On 28/03/2016 06:00, Johnny B Good wrote:
On Sat, 26 Mar 2016 09:28:35 +0000, The Natural Philosopher wrote:

On 25/03/16 21:20, Vir Campestris wrote:
On 24/03/2016 22:43, The Natural Philosopher wrote:
Oh the joys of Linux, and no de fragging ever unless the disk is 100%
full

I've heard this said, and I never can work out how.

If I put 5000 files on my disk, and delete every alternate one, how can
it not be fragmented?

Well of course it is somewhat, but the point is that new files tend to
be written in the middle of the biggest free space, depending on the
actual disk format in use, so they tend to simply grow linearly.

Fragmentation isn't a file in a random place, its a file in dozens of
random places, so to get the entire contents takes many seeks.

http://www.howtogeek.com/115229/htg-...x-doesnt-need-

defragmenting/

I was quite surprised at the explanation. The strategy of scattering
files across the disk volume 'in order to allow them space into which to
grow' seemed so bogus, seeing as how most files are edited by writing a
complete new copy before renaming the original as a backup file, either
temporarily simply to avoid the naming conflict or as a safety rollback
copy.

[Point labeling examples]
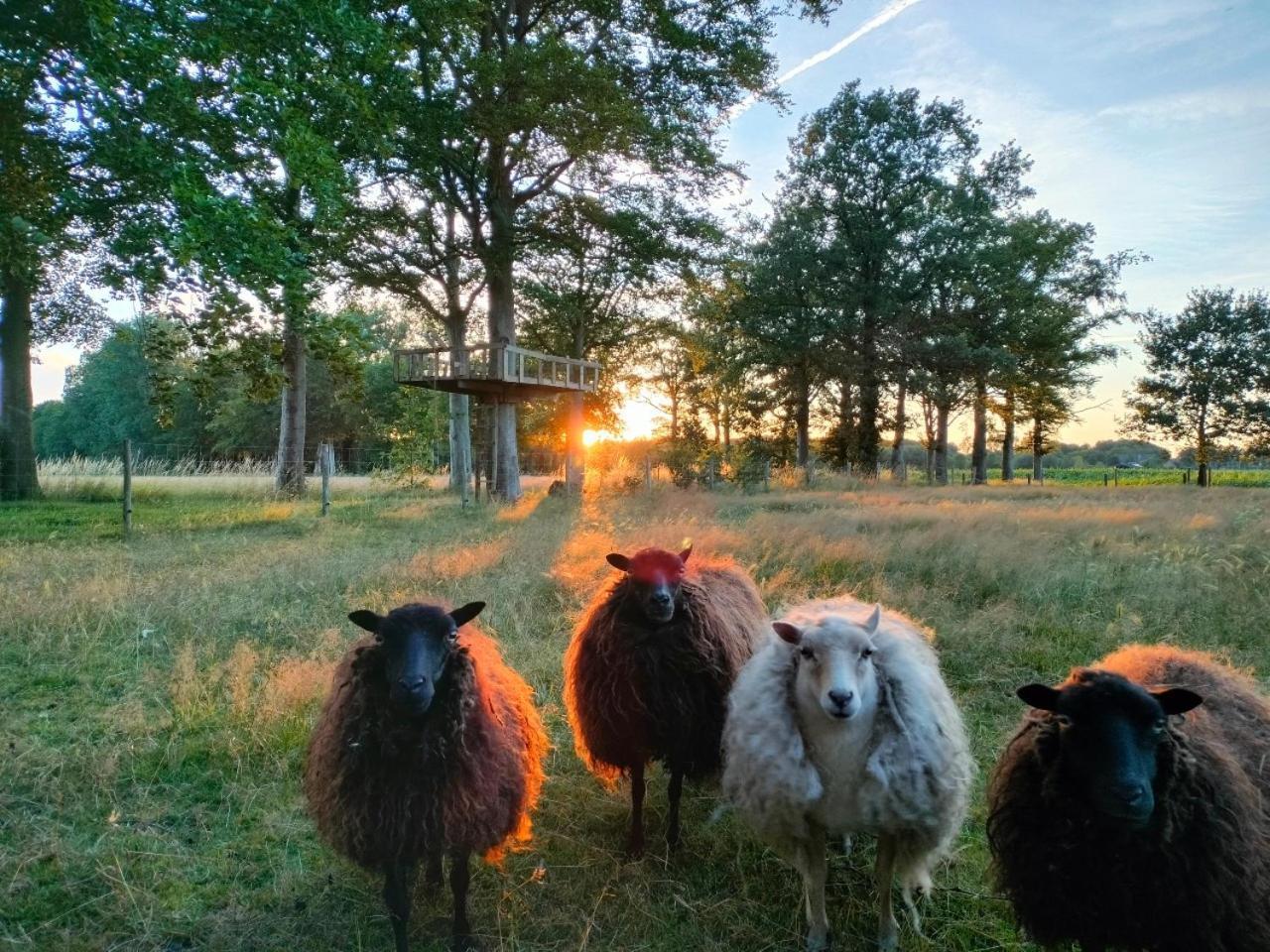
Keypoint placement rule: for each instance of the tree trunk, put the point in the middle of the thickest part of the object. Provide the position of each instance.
(1007, 442)
(942, 444)
(456, 327)
(1038, 449)
(1202, 454)
(18, 479)
(847, 434)
(289, 471)
(499, 264)
(897, 444)
(979, 448)
(574, 449)
(803, 419)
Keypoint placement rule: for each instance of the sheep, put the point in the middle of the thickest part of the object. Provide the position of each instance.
(427, 744)
(1116, 823)
(649, 667)
(842, 725)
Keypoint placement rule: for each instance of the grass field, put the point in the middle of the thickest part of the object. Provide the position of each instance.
(157, 694)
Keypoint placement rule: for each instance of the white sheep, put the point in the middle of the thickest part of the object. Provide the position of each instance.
(843, 725)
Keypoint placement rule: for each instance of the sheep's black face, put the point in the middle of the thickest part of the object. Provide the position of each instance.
(657, 576)
(417, 644)
(1110, 734)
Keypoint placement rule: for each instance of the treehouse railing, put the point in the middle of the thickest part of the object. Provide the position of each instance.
(489, 365)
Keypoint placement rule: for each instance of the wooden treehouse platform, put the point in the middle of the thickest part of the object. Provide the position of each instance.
(495, 372)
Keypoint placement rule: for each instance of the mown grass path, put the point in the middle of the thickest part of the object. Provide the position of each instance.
(155, 697)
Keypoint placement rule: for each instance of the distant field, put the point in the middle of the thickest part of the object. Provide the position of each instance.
(158, 694)
(1093, 476)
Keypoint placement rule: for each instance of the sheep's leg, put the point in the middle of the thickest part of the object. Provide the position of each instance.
(815, 870)
(635, 839)
(434, 875)
(458, 878)
(888, 929)
(398, 889)
(672, 826)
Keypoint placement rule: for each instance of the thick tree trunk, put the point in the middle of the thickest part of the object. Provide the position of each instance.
(1007, 442)
(803, 419)
(847, 435)
(897, 444)
(18, 479)
(867, 431)
(289, 474)
(499, 266)
(979, 447)
(942, 444)
(1038, 442)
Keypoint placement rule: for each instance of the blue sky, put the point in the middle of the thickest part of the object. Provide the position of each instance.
(1150, 119)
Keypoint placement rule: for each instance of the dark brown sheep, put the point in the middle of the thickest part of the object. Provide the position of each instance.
(1118, 823)
(649, 669)
(429, 744)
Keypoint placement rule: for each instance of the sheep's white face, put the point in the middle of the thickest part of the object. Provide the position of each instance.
(834, 665)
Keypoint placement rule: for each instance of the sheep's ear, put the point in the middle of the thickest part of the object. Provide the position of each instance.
(789, 633)
(366, 620)
(1039, 696)
(1178, 699)
(874, 620)
(466, 613)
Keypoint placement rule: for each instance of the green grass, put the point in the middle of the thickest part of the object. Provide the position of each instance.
(158, 693)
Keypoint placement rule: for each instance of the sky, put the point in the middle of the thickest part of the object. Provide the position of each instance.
(1150, 119)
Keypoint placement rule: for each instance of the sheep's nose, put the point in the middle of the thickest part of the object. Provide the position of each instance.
(413, 685)
(1129, 793)
(841, 698)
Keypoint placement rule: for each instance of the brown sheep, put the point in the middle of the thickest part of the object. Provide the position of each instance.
(1116, 823)
(429, 744)
(649, 669)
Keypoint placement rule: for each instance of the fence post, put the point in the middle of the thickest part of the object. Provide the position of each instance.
(326, 460)
(127, 489)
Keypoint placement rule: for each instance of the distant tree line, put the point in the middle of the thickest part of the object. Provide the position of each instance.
(259, 173)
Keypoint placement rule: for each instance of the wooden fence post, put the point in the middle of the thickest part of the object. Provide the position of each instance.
(127, 489)
(326, 462)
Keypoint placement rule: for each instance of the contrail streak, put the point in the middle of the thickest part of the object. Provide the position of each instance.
(880, 19)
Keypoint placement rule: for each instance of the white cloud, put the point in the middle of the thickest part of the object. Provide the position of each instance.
(880, 19)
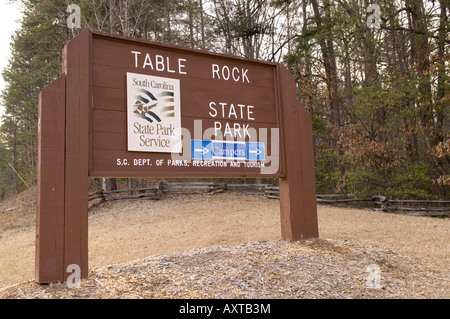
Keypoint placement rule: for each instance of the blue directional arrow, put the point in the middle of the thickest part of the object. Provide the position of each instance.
(201, 149)
(255, 151)
(229, 150)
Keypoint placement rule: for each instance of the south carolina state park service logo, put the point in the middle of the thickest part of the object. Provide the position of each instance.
(153, 111)
(146, 105)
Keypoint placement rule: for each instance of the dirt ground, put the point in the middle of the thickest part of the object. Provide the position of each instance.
(228, 245)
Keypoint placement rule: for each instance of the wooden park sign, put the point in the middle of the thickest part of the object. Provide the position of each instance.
(132, 108)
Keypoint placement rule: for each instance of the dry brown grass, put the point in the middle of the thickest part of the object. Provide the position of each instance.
(128, 230)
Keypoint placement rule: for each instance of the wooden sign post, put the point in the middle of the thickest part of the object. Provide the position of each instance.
(132, 108)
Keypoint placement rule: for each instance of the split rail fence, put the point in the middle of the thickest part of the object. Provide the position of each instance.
(433, 208)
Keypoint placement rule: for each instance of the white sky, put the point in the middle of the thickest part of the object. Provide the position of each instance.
(9, 14)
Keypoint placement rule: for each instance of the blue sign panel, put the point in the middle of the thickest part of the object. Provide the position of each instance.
(208, 150)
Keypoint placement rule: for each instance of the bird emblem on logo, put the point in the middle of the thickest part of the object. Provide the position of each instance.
(147, 105)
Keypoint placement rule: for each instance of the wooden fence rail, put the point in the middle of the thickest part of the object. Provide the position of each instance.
(434, 208)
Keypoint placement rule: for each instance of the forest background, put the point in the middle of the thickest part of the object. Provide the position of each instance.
(373, 74)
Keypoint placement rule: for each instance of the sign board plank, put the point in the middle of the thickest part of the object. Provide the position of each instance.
(134, 108)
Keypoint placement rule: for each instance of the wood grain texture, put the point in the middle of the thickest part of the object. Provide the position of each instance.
(77, 66)
(298, 207)
(49, 263)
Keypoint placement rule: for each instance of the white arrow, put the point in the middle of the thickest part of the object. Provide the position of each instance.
(257, 151)
(204, 150)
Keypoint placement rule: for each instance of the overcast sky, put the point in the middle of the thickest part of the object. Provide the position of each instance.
(9, 15)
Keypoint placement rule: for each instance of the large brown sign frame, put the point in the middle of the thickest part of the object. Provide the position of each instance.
(74, 143)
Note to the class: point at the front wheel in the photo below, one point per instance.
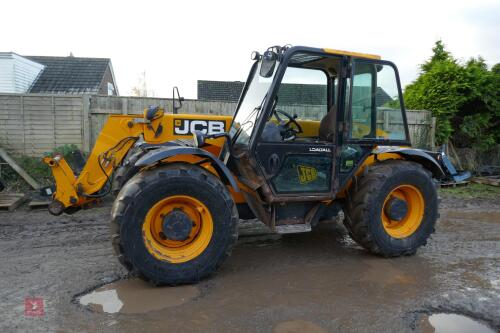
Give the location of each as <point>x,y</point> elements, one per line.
<point>392,209</point>
<point>174,224</point>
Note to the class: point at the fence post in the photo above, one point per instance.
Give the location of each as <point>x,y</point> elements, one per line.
<point>86,132</point>
<point>23,121</point>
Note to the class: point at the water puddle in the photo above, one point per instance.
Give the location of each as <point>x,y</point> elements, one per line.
<point>298,326</point>
<point>454,323</point>
<point>136,296</point>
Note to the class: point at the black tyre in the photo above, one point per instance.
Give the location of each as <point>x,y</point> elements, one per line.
<point>127,169</point>
<point>392,209</point>
<point>174,224</point>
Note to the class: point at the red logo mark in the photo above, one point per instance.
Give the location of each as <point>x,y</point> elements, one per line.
<point>33,307</point>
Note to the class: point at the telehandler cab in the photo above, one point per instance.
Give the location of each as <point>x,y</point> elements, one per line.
<point>343,146</point>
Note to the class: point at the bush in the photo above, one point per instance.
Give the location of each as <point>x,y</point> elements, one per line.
<point>464,98</point>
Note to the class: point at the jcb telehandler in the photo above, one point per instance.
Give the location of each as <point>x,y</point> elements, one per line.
<point>315,131</point>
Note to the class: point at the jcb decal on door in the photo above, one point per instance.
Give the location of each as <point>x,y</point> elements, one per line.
<point>306,174</point>
<point>188,126</point>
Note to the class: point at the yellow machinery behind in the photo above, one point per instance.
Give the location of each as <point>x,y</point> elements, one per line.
<point>119,134</point>
<point>315,131</point>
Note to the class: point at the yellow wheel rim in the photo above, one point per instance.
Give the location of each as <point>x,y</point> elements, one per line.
<point>414,216</point>
<point>171,250</point>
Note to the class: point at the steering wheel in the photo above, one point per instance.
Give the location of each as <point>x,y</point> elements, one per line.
<point>288,133</point>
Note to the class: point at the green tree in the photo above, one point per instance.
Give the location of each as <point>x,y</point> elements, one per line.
<point>463,97</point>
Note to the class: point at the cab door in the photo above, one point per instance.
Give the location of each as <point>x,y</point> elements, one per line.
<point>374,113</point>
<point>300,165</point>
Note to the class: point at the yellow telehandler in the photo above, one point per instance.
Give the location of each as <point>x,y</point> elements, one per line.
<point>315,131</point>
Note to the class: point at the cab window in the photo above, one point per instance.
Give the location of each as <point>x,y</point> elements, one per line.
<point>376,112</point>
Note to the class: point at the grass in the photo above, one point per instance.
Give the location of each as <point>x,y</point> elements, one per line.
<point>472,191</point>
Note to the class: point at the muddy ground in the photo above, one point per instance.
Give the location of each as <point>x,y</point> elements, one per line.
<point>313,282</point>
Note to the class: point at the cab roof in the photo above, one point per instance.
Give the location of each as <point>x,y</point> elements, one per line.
<point>352,54</point>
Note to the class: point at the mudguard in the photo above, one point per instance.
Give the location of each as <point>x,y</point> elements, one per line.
<point>423,157</point>
<point>161,153</point>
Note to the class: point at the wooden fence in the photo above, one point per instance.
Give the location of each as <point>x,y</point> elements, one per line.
<point>33,124</point>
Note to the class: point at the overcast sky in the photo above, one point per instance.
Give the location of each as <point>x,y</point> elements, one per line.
<point>179,42</point>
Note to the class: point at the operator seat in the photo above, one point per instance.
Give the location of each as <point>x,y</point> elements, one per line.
<point>327,125</point>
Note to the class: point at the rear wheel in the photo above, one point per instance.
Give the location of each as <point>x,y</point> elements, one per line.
<point>393,208</point>
<point>174,224</point>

* **THINGS TO DO**:
[a] Repeat word for word the part of the disk fragmentation discussion starting at "Well of course" and ending at "takes many seeks.".
[b] Translate this sentence from the disk fragmentation discussion into Spanish: "I was quite surprised at the explanation."
Rely only on the disk fragmentation discussion.

* **WORKED SOLUTIONS**:
[a]
Well of course it is somewhat, but the point is that new files tend to
be written in the middle of the biggest free space, depending on the
actual disk format in use, so they tend to simply grow linearly.

Fragmentation isn't a file in a random place, its a file in dozens of
random places, so to get the entire contents takes many seeks.

[b] Me sorprendió bastante la explicación.